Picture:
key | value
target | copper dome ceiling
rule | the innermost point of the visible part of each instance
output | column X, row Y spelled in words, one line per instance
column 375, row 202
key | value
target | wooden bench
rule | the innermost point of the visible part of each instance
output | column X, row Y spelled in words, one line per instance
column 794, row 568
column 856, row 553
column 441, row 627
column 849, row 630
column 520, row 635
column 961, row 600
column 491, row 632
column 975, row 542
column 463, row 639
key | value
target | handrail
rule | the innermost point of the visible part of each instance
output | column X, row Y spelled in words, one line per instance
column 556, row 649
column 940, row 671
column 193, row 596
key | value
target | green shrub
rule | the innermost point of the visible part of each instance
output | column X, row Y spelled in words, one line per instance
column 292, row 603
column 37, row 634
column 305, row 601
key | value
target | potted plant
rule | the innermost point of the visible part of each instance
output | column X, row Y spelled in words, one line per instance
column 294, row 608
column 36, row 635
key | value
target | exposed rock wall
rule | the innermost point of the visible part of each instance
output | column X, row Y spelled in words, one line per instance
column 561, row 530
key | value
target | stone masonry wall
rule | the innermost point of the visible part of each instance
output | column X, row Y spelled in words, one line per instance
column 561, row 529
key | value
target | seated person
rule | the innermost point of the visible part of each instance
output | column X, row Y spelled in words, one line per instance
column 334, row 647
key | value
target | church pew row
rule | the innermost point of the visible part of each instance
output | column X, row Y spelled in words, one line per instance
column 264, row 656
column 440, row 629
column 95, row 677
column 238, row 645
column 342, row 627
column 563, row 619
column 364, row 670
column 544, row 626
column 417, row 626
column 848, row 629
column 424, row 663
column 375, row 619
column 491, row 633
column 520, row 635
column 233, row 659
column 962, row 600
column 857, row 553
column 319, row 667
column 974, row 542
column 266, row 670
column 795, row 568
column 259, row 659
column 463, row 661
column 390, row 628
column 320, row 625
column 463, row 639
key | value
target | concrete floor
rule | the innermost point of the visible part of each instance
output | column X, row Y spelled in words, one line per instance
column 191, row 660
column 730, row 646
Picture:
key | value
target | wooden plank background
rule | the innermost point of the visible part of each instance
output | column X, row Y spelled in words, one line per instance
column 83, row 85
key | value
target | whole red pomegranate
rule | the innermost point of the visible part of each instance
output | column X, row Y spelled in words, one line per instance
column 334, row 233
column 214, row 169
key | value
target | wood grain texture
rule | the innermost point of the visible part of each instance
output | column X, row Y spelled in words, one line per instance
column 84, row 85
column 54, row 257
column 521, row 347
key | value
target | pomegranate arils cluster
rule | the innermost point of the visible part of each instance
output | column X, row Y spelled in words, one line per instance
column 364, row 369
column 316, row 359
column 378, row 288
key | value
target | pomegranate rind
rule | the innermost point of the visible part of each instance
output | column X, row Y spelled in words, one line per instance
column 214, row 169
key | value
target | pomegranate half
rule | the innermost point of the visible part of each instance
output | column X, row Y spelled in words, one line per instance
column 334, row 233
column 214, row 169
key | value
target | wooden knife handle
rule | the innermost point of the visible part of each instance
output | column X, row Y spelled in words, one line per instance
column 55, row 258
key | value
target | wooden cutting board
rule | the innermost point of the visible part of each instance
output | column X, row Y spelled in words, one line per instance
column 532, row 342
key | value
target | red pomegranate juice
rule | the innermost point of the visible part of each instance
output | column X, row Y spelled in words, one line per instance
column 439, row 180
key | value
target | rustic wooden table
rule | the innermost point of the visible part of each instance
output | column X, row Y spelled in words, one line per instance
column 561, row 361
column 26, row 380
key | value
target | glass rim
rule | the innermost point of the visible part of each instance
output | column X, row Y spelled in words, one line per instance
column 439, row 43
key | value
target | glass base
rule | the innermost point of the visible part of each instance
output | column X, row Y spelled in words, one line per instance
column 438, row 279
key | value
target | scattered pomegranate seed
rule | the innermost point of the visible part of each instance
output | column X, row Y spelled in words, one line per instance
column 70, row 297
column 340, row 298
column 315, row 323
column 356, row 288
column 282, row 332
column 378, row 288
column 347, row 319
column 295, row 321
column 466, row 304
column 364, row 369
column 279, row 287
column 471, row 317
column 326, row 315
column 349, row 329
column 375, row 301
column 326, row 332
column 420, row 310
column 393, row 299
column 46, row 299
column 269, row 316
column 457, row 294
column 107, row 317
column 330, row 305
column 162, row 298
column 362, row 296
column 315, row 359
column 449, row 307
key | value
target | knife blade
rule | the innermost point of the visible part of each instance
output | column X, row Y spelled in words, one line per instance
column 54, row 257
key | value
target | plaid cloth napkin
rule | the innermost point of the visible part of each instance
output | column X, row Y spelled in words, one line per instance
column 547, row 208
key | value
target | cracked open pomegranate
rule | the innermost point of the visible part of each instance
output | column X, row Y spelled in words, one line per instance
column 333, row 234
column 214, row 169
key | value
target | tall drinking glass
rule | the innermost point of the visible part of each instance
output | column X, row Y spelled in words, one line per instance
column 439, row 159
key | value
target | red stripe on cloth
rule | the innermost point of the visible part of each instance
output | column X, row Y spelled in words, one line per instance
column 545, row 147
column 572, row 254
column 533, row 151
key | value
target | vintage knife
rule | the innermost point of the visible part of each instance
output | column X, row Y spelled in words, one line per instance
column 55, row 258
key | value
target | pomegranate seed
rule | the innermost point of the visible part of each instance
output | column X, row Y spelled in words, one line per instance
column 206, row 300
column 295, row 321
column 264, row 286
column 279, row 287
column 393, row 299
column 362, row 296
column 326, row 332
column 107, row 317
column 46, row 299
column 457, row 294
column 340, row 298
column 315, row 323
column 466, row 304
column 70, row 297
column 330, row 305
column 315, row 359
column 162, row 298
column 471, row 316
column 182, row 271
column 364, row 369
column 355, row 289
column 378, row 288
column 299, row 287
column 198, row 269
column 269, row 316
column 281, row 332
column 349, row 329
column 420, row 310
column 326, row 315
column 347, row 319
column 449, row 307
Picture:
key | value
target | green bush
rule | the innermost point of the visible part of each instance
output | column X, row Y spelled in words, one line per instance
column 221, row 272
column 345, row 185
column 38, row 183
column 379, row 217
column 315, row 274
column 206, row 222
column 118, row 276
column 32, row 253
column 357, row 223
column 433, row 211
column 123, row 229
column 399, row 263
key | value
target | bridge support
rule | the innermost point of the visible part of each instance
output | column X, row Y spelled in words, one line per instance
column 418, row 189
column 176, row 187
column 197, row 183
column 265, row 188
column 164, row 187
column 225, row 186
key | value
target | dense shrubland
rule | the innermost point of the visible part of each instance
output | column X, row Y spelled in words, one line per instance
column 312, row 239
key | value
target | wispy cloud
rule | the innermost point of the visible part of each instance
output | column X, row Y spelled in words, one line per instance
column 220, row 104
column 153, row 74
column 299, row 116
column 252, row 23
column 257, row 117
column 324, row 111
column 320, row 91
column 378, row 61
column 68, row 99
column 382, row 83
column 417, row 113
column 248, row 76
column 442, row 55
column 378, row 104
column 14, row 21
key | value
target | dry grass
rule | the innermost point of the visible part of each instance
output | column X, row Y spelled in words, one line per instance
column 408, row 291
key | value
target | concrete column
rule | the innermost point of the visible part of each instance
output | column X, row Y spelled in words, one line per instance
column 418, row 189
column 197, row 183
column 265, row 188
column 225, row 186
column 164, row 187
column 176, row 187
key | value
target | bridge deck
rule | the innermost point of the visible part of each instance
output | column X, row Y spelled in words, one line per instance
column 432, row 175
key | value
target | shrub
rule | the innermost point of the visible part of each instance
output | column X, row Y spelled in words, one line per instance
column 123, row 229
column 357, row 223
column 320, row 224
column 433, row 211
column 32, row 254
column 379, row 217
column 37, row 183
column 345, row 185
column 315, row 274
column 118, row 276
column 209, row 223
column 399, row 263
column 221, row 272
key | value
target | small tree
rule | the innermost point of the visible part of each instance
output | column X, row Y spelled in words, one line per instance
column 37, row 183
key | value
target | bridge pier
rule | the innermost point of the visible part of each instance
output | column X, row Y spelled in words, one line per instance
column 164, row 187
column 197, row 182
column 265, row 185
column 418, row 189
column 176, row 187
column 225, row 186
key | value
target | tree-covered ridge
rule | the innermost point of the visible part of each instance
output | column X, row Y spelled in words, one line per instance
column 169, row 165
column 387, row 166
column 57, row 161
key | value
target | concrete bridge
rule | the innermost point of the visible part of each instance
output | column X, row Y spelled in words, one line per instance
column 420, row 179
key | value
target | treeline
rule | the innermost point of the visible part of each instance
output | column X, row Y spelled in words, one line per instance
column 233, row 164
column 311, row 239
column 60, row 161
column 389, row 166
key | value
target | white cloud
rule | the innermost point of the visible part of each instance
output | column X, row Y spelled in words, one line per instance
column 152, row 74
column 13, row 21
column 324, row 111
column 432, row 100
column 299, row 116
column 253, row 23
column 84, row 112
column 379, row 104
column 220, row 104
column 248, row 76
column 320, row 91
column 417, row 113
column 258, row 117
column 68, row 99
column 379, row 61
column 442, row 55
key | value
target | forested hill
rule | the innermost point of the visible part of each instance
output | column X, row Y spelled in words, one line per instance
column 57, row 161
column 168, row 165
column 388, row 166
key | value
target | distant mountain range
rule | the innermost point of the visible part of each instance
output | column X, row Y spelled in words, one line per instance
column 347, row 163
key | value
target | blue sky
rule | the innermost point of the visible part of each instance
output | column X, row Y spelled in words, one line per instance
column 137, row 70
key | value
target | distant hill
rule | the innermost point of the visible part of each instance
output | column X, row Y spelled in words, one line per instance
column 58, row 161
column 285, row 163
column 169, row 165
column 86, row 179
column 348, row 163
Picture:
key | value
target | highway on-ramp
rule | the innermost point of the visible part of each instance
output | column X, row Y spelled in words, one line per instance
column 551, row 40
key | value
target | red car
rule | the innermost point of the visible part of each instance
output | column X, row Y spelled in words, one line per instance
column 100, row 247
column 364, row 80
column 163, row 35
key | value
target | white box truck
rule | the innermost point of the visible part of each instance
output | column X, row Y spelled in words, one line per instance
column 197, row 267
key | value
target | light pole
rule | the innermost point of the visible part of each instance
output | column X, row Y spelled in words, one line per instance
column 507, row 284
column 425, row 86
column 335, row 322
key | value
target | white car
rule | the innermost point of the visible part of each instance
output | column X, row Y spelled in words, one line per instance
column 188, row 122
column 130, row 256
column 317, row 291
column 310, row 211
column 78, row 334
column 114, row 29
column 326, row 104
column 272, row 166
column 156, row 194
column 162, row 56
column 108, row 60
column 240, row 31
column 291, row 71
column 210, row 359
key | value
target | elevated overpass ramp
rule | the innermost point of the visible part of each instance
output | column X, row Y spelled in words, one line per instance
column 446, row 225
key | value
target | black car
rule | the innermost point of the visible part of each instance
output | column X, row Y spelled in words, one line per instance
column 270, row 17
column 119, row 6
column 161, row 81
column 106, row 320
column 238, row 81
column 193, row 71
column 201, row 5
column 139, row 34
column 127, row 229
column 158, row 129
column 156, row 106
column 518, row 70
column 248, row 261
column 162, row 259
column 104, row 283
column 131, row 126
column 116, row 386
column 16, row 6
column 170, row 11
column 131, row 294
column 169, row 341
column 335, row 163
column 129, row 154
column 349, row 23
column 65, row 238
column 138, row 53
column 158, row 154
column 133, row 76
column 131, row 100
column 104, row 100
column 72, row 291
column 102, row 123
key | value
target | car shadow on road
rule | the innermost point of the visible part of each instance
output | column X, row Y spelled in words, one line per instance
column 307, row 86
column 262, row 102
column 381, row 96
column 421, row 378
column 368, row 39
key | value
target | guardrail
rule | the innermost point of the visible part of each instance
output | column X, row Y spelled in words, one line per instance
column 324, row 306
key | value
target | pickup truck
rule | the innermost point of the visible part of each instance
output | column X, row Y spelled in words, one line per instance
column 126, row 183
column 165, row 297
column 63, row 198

▶ Required work
Update the records from their start through the line that contains "column 193, row 596", inclusive, so that "wooden bench" becomes "park bench" and nothing else changes. Give only those lines.

▶ Solution
Picture:
key | value
target | copper dome ceiling
rule | the innermost point of the visible part of each instance
output | column X, row Y spelled in words, one line per instance
column 375, row 202
key | value
target | park bench
rule | the innermost point of the visible part of each instance
output | column X, row Y spelled in words, one line per instance
column 794, row 568
column 856, row 553
column 441, row 627
column 849, row 630
column 520, row 635
column 961, row 600
column 491, row 632
column 975, row 542
column 463, row 639
key | value
target | handrail
rule | the innermost point of the visible part of each instance
output | column X, row Y spelled in words, one line per instance
column 556, row 649
column 940, row 671
column 193, row 596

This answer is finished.